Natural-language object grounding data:
┌────────

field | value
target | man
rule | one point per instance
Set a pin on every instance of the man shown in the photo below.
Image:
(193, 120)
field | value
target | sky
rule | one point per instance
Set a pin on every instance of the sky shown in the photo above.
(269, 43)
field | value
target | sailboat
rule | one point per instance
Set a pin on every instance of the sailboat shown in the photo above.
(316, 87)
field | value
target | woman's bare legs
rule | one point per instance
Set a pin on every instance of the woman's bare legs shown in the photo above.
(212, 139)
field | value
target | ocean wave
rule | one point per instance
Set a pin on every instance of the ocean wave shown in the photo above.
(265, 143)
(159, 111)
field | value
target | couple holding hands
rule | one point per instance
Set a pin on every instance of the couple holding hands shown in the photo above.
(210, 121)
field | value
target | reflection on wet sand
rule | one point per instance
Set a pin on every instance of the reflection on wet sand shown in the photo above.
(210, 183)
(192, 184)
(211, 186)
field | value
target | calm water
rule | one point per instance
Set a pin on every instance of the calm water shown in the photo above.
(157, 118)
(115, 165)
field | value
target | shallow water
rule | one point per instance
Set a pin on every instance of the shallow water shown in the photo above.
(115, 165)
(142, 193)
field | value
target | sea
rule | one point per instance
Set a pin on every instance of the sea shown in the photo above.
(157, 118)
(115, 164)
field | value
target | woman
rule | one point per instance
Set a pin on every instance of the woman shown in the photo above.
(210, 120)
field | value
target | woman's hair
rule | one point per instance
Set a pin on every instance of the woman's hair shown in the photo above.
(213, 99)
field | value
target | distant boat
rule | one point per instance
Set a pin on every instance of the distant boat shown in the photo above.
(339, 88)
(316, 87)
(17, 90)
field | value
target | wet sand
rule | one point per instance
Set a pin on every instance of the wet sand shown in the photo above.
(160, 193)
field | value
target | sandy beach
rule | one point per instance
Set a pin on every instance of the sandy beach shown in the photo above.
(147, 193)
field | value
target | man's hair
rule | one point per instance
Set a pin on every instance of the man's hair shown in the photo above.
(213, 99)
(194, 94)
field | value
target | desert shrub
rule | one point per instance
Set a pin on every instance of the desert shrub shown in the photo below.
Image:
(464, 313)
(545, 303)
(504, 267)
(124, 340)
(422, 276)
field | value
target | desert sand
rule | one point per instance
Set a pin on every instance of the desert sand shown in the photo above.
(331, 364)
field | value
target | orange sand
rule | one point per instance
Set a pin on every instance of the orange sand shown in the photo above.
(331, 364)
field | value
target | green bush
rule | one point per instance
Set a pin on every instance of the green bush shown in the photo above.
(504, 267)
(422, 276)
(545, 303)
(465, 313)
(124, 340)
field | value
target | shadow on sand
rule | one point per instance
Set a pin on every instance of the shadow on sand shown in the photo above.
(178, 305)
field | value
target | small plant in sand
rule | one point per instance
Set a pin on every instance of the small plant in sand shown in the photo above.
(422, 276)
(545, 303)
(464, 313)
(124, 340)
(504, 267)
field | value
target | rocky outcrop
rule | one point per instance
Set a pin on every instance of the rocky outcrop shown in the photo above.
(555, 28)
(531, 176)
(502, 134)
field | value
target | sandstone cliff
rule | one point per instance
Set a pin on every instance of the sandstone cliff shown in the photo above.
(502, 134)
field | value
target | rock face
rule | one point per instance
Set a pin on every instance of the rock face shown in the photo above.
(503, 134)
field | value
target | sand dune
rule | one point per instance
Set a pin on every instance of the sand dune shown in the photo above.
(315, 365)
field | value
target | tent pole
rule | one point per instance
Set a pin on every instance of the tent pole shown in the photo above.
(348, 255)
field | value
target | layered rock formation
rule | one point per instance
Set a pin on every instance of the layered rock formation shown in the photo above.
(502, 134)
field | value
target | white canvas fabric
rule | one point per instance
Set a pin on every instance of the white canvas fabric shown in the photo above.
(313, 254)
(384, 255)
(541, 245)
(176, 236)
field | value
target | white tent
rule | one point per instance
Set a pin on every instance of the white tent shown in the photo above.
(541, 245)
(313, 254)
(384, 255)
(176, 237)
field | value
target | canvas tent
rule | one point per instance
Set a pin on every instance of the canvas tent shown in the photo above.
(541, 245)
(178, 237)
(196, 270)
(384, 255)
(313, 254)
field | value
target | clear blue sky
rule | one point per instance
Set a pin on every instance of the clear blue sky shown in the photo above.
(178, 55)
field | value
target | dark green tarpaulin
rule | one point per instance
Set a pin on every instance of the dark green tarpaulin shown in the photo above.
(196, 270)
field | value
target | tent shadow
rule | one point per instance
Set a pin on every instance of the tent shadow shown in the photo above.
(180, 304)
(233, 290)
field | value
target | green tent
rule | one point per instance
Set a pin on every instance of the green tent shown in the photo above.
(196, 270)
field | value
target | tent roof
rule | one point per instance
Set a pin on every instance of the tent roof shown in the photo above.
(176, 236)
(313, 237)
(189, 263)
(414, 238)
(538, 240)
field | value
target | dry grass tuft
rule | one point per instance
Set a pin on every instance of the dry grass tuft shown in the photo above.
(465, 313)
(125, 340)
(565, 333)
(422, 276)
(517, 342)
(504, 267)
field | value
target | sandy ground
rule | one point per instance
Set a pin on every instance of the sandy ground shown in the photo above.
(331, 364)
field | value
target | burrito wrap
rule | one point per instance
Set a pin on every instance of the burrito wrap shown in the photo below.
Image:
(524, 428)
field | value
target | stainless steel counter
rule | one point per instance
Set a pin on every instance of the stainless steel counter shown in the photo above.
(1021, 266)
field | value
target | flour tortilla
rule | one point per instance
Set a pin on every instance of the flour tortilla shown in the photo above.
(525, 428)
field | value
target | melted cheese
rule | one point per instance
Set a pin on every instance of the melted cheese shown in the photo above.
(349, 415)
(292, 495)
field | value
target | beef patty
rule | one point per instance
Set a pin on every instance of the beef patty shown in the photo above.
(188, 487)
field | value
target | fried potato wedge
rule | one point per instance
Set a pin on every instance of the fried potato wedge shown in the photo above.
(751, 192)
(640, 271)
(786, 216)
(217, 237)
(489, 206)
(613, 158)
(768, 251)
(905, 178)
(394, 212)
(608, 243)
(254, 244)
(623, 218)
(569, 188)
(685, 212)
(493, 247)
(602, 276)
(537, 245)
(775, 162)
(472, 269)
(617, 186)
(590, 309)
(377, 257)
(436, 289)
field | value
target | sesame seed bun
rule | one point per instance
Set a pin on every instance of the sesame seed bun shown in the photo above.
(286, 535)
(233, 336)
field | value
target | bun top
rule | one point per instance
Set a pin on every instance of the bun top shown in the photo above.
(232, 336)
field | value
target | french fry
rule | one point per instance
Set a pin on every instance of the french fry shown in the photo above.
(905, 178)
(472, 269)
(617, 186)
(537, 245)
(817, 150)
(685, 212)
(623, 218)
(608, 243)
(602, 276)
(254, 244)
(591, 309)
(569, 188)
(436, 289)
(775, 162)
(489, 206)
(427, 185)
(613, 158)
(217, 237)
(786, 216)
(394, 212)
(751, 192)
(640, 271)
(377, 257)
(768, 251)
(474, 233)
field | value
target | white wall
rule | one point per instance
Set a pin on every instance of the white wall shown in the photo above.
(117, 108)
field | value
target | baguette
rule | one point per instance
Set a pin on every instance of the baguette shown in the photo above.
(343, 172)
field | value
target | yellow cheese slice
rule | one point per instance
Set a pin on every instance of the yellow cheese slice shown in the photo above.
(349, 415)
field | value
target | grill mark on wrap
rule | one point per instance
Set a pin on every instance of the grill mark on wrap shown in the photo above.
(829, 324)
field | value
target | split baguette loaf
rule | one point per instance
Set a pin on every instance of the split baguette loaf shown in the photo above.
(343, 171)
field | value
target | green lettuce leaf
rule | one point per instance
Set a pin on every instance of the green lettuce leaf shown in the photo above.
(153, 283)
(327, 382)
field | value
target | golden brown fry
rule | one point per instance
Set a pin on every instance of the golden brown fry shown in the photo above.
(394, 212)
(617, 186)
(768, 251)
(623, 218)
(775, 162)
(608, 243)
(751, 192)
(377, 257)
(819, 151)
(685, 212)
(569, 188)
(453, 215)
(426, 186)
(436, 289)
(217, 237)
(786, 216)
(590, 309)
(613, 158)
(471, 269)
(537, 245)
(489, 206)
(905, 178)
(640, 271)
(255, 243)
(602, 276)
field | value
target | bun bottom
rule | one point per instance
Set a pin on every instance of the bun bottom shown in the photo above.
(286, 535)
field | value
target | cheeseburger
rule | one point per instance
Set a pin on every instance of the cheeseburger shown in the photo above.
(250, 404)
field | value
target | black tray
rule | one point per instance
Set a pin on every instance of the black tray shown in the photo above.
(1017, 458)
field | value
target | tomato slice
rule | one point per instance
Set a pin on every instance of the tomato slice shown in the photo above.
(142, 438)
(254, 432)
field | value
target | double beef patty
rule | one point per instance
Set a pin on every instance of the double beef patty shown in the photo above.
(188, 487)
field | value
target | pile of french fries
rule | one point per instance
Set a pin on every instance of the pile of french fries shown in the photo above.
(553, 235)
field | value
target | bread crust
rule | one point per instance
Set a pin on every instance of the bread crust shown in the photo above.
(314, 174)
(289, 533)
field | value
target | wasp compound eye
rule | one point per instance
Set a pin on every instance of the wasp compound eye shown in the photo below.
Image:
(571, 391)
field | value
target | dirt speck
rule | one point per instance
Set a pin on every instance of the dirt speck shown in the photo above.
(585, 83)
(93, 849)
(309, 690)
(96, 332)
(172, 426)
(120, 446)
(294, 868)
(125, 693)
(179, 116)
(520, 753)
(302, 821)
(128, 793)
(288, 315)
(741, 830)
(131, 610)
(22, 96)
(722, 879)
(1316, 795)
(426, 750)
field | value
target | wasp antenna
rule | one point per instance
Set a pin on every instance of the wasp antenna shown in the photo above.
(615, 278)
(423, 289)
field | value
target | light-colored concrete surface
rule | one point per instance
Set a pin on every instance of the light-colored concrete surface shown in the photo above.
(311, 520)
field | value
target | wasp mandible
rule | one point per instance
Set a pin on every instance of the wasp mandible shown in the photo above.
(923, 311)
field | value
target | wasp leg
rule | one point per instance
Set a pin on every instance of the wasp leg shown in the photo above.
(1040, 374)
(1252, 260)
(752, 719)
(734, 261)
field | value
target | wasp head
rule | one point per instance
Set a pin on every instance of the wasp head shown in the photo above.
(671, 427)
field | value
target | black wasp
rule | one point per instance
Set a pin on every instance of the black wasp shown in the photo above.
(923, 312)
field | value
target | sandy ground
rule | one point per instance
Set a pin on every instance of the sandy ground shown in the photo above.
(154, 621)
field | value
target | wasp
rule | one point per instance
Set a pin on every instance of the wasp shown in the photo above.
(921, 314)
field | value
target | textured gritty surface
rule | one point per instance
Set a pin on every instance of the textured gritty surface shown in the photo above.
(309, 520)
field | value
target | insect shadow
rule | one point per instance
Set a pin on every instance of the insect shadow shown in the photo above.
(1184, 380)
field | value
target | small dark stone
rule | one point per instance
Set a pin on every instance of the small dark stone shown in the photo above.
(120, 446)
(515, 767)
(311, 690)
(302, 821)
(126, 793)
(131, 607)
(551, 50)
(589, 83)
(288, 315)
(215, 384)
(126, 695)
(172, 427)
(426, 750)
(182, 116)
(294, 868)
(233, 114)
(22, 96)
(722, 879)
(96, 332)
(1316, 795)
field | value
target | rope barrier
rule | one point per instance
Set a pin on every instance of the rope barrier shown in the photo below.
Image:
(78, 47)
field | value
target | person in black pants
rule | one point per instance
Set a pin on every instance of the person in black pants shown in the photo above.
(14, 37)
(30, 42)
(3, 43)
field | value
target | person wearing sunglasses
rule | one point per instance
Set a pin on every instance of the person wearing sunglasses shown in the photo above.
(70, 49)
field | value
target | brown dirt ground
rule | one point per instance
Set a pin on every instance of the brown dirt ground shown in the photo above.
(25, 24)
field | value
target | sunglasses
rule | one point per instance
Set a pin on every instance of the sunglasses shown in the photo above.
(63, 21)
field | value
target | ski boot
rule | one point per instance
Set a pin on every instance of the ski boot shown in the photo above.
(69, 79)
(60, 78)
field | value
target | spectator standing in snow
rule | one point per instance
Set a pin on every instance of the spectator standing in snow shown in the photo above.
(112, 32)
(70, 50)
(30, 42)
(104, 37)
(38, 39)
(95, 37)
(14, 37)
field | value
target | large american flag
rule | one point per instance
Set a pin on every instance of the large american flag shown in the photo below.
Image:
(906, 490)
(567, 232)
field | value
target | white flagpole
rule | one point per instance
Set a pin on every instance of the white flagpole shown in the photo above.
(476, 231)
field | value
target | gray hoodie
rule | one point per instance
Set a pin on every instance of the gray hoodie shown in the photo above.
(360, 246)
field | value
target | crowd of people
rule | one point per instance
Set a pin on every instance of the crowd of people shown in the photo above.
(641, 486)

└────────

- Work instruction: From the line holding "Set a pin on every instance of the tomato" to the line holding "Set a pin on every instance of the wasp compound", inclusive, restate each line above exactly as written.

- Response area:
Set a pin on every instance of the tomato slice shown in the photo above.
(142, 438)
(254, 432)
field | value
target | double beef patty
rule | one point per instance
Set a pin on every instance of the double beef patty shown in the photo above.
(188, 487)
field | value
target | pile of french fries
rule | one point per instance
Set a pin on every instance of the pile of french fries shown in the photo above.
(553, 235)
field | value
target | bread crust
rule | one point per instance
Set a pin on every instance of the bread crust shown in the photo above.
(314, 174)
(289, 533)
field | value
target | wasp compound eye
rule | one point per instance
Set a pin on every instance of the wasp compound eye shown in the photo below.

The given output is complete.